* What you are asked to do *
Give only the lines from the one containing "Place a point on every instance of the dirt" through the end of the material below, exactly as written.

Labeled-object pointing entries
────────
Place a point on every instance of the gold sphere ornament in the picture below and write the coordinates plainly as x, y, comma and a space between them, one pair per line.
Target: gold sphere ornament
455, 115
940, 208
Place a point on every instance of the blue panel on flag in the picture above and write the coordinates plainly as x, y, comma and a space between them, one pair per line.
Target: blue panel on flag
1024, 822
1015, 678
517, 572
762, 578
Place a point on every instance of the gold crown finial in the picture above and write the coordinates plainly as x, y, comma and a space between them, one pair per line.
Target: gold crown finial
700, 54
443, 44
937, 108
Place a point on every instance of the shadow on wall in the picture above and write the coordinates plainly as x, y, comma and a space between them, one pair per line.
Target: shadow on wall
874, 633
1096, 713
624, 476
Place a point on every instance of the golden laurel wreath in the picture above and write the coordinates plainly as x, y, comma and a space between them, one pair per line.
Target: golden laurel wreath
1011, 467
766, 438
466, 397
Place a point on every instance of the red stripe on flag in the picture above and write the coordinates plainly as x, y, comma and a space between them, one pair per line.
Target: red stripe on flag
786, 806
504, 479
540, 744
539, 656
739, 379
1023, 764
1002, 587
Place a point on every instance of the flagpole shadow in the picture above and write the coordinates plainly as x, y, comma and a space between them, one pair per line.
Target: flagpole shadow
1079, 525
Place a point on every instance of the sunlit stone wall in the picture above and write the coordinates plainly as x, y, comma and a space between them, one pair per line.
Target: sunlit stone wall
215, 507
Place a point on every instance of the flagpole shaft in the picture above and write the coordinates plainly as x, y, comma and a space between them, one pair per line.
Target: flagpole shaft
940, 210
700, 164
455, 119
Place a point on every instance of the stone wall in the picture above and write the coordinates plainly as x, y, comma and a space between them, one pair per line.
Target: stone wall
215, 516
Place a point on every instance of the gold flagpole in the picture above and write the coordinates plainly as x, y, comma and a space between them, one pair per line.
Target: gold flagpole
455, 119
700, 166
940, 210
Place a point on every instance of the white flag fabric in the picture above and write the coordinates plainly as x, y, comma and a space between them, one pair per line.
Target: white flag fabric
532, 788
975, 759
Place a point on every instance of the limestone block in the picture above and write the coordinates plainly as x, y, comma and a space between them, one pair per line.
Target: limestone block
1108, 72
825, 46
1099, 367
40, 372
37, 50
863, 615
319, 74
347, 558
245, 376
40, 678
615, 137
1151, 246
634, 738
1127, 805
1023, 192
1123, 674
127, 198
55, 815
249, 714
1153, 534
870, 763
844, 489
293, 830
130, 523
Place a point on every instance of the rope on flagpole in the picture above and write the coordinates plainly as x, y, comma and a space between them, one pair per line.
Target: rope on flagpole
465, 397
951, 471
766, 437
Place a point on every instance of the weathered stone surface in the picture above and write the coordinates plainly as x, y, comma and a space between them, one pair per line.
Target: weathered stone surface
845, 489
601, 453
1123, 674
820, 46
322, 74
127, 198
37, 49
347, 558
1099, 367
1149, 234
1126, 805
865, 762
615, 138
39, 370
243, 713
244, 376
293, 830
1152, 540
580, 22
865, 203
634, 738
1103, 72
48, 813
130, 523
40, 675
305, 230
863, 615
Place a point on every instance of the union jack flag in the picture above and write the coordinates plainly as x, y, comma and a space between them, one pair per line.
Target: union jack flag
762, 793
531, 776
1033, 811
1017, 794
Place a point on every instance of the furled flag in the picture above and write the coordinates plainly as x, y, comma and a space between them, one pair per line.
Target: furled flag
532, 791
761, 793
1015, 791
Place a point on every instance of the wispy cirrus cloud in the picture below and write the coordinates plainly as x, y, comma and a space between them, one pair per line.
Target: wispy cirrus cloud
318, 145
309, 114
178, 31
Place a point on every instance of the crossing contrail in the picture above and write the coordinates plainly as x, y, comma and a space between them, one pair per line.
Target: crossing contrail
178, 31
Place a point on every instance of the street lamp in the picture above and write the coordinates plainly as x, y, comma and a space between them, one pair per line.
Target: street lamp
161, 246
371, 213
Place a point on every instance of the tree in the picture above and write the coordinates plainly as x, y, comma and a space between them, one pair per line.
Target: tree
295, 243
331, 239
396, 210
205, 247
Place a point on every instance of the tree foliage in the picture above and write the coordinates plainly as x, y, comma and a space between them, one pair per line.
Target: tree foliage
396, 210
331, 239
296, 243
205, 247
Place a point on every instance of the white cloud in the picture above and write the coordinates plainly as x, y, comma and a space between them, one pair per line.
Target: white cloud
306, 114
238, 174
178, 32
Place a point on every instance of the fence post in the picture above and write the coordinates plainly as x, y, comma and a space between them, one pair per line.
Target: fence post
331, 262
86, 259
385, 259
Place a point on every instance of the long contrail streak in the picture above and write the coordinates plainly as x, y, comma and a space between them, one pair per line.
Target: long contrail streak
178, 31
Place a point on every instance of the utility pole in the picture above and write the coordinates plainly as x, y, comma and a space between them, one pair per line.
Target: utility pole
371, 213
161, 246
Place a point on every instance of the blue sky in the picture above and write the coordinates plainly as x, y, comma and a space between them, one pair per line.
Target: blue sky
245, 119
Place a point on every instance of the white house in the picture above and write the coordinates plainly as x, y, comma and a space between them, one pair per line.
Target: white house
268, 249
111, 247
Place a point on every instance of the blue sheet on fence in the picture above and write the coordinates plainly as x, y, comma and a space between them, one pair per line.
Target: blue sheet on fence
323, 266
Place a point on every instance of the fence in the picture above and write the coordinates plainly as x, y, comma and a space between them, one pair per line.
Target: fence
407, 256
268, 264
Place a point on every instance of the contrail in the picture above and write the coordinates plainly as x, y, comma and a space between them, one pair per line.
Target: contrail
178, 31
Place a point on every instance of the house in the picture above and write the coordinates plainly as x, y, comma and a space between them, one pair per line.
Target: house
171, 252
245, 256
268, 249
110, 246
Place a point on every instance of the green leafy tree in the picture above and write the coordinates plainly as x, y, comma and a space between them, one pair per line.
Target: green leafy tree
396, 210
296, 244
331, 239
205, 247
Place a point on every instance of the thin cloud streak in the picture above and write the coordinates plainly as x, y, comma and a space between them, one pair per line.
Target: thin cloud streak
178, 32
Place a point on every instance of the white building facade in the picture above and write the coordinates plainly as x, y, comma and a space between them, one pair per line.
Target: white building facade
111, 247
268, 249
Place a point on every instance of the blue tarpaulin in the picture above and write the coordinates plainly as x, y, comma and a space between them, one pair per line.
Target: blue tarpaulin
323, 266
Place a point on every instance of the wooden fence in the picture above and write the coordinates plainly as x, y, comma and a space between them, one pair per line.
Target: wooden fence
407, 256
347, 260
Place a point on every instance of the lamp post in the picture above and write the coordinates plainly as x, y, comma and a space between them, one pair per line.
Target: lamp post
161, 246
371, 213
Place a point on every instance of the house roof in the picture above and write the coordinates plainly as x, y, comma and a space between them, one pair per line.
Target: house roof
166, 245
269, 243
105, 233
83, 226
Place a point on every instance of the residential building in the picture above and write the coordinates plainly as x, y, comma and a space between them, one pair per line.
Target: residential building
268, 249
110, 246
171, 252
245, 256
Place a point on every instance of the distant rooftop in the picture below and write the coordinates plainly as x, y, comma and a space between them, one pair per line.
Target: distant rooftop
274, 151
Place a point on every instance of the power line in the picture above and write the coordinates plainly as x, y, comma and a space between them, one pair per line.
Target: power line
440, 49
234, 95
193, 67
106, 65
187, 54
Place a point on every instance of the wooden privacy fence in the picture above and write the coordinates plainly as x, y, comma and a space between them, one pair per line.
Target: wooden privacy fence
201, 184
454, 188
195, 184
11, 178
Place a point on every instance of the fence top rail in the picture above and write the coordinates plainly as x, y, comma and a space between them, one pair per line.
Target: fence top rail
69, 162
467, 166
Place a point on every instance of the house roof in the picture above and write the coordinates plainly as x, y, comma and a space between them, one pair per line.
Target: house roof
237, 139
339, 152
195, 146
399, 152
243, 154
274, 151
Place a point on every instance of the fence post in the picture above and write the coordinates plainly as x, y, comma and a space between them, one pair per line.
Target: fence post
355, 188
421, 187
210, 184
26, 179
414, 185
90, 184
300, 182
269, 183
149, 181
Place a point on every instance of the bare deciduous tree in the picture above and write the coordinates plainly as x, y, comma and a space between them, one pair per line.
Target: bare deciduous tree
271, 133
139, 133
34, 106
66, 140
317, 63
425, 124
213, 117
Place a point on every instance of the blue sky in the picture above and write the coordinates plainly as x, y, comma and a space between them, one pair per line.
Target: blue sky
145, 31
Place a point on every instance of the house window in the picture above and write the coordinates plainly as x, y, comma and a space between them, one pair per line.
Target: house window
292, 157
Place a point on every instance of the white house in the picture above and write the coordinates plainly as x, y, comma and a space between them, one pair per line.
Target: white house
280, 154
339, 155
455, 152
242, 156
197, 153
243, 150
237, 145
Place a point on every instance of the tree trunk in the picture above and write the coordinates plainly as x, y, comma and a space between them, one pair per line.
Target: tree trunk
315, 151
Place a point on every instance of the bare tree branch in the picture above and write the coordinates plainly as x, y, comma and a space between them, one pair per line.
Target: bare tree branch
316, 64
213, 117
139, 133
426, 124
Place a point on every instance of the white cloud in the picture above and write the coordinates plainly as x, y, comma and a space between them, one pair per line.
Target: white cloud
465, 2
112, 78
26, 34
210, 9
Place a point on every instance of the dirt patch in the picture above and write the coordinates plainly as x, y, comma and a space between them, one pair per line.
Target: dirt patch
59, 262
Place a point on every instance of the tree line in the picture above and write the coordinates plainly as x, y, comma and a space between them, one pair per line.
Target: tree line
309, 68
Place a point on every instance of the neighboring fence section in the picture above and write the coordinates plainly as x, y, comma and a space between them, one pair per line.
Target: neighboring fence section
────────
* Exercise answer *
Place a point on every instance of the dirt patch in the picture above and write the coordinates plainly as x, y, comma and a space between them, one pair per line.
Target: dirt patch
59, 262
Place a point on every instance of the tree line in the picture above and write the coordinates plainly as x, y, comma and a space between them, one pair per line.
Target: tree line
309, 68
Place a point on every instance of the neighboring fence section in the picture above and write the coordinates plainly as x, y, comma and a space between them, one pair per line.
Target: neighboring fence section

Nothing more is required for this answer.